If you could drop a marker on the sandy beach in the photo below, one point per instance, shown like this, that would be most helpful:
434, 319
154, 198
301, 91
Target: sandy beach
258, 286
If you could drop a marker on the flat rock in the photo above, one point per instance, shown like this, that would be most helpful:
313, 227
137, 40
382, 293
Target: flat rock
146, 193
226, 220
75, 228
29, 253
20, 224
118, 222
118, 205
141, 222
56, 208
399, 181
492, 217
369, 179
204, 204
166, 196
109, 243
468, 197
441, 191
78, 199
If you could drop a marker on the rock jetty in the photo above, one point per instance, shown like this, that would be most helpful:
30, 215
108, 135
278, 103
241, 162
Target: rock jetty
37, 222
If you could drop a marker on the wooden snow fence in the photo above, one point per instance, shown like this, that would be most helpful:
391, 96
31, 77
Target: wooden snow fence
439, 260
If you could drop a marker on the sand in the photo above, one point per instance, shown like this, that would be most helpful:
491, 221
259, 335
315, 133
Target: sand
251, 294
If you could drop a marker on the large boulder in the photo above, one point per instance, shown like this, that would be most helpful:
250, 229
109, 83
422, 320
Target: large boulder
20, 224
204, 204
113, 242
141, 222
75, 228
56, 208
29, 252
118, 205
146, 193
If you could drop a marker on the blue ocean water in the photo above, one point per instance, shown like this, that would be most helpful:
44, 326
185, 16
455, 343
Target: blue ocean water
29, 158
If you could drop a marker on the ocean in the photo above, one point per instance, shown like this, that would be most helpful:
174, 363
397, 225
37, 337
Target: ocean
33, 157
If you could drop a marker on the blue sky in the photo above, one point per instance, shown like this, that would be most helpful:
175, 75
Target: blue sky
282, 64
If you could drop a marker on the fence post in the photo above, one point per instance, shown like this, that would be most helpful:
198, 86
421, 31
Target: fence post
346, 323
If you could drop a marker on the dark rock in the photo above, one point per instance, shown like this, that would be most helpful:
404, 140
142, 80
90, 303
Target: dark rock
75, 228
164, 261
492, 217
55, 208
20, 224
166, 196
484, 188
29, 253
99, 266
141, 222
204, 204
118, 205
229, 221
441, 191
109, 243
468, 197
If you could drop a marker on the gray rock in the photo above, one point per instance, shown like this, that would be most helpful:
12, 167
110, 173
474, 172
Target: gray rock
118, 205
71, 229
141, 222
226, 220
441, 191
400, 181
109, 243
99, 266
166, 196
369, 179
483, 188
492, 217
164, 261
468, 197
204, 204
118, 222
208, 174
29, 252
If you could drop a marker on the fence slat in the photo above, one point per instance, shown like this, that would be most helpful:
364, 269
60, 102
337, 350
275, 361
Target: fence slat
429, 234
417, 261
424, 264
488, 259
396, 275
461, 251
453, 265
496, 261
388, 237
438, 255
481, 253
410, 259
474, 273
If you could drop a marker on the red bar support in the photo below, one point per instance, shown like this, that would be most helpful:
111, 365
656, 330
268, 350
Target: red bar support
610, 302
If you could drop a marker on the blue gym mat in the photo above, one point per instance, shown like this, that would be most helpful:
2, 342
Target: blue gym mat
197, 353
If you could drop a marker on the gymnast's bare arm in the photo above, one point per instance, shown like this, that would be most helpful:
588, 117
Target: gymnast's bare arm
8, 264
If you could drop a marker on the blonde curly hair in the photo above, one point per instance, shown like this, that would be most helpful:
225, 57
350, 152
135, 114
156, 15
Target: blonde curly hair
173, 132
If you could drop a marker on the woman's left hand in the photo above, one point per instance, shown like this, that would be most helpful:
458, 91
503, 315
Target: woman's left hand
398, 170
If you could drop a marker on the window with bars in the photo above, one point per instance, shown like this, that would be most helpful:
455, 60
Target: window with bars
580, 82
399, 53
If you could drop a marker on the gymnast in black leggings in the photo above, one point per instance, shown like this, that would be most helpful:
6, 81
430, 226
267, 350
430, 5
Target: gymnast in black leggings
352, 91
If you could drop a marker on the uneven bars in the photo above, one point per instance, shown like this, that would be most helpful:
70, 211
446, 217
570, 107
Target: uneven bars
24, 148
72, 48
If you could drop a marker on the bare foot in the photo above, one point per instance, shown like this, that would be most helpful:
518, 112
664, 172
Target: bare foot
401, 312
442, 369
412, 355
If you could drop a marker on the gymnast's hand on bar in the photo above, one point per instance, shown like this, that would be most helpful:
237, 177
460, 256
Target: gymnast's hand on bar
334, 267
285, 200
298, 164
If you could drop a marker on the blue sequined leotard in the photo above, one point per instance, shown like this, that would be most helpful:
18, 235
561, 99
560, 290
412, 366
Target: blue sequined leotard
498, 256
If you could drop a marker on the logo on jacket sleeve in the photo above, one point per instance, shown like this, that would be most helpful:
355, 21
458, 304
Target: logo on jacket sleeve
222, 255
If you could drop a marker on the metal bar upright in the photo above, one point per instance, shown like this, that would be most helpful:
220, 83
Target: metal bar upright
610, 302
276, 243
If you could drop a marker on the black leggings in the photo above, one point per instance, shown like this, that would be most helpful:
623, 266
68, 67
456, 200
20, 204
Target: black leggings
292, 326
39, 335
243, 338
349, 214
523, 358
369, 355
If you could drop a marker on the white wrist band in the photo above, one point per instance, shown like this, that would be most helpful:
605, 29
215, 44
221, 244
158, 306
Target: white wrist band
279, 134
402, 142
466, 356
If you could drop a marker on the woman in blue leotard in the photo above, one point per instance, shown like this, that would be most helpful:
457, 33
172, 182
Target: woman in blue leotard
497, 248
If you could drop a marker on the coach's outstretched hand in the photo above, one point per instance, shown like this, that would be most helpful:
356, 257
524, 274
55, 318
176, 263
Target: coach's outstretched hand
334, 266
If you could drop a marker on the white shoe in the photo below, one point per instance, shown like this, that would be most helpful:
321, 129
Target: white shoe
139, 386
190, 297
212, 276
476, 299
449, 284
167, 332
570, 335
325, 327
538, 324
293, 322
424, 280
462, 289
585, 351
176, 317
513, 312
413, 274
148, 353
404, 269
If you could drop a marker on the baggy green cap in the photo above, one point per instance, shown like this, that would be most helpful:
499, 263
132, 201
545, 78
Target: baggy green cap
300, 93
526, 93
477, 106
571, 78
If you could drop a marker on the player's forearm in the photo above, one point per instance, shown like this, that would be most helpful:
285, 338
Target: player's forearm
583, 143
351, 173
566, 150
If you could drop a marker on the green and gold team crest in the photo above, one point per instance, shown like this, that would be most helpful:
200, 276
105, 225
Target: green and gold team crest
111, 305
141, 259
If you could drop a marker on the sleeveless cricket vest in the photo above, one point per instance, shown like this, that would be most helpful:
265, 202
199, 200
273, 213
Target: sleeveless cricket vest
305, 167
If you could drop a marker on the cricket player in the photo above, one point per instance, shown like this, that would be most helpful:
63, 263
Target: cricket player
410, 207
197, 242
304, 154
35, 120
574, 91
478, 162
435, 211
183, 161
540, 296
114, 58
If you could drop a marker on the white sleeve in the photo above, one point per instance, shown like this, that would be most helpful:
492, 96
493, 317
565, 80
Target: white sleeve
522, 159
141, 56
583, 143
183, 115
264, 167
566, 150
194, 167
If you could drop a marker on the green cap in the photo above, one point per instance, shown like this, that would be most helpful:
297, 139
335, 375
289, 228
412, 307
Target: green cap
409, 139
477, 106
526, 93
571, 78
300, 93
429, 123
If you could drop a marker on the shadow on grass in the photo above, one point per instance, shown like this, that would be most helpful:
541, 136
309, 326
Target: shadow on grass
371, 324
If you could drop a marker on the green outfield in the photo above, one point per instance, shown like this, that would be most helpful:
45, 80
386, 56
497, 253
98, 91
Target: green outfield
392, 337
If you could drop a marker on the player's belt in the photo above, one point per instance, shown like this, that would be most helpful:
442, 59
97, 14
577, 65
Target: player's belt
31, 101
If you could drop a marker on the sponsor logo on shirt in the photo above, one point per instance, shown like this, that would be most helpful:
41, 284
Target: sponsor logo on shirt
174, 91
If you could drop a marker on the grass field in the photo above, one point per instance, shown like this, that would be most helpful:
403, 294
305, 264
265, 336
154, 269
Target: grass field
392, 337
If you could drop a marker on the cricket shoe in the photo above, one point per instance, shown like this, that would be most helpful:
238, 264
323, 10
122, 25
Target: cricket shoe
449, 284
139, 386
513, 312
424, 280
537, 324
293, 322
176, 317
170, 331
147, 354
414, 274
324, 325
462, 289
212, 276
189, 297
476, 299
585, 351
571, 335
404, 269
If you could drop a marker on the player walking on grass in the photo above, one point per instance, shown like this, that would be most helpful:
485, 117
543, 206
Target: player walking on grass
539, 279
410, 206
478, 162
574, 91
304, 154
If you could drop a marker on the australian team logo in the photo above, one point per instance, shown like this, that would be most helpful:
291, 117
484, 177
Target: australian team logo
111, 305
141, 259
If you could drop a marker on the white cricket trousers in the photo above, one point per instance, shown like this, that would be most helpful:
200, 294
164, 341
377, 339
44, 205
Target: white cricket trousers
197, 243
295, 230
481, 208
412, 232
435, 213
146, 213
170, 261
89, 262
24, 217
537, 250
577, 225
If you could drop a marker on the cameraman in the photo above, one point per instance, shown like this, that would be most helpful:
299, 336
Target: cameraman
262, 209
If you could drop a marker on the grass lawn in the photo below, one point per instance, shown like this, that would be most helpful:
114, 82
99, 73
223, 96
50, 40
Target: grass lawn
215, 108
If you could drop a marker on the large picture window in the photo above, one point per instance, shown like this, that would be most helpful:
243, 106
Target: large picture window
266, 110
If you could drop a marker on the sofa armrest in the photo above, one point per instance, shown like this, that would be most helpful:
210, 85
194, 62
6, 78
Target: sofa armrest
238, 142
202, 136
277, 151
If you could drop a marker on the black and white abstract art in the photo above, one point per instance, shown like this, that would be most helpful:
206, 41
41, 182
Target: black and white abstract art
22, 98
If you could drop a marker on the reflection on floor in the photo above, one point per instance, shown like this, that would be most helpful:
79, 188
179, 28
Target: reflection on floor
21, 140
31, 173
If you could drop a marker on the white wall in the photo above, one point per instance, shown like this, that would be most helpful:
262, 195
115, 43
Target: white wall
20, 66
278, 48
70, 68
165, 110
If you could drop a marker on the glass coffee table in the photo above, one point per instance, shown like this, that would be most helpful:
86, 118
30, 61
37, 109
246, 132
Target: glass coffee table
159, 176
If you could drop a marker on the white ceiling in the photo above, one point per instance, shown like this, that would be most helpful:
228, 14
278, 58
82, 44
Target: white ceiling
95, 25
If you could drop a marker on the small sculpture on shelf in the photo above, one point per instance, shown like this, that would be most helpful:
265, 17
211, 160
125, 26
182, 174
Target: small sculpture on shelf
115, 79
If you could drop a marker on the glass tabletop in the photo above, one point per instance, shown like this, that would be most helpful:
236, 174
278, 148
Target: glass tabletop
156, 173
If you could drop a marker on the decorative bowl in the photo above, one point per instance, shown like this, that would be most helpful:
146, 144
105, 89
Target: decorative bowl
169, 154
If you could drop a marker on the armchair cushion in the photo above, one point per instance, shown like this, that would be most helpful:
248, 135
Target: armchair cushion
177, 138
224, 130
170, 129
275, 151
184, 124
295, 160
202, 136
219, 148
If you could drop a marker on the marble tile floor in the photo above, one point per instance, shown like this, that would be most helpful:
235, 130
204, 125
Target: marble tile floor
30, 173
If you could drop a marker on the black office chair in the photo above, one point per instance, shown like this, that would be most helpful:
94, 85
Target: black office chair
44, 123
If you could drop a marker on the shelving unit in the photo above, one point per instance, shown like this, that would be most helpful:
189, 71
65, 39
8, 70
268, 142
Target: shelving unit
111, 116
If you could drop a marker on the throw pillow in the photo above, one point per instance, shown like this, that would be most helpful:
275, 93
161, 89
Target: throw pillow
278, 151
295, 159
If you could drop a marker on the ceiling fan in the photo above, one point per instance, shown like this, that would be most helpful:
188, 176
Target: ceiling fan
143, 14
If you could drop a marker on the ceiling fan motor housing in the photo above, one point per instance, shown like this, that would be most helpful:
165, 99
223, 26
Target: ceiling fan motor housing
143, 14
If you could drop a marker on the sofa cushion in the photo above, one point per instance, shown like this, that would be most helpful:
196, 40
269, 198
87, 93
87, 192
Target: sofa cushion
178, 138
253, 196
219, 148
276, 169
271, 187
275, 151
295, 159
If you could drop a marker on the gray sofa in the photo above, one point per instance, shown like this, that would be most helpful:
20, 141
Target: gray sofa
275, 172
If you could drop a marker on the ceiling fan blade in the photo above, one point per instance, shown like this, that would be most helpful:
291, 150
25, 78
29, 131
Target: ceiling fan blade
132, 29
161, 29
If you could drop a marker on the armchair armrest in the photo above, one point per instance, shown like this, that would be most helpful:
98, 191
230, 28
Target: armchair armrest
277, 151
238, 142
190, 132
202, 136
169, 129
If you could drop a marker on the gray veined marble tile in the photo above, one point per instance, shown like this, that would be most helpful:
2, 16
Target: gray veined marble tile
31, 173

────────

**DIRECTIONS FOR THIS TASK**
Look for the word "below" in the records above, count the lines that hold it, and give only that number.

**EXPECTED ANSWER**
4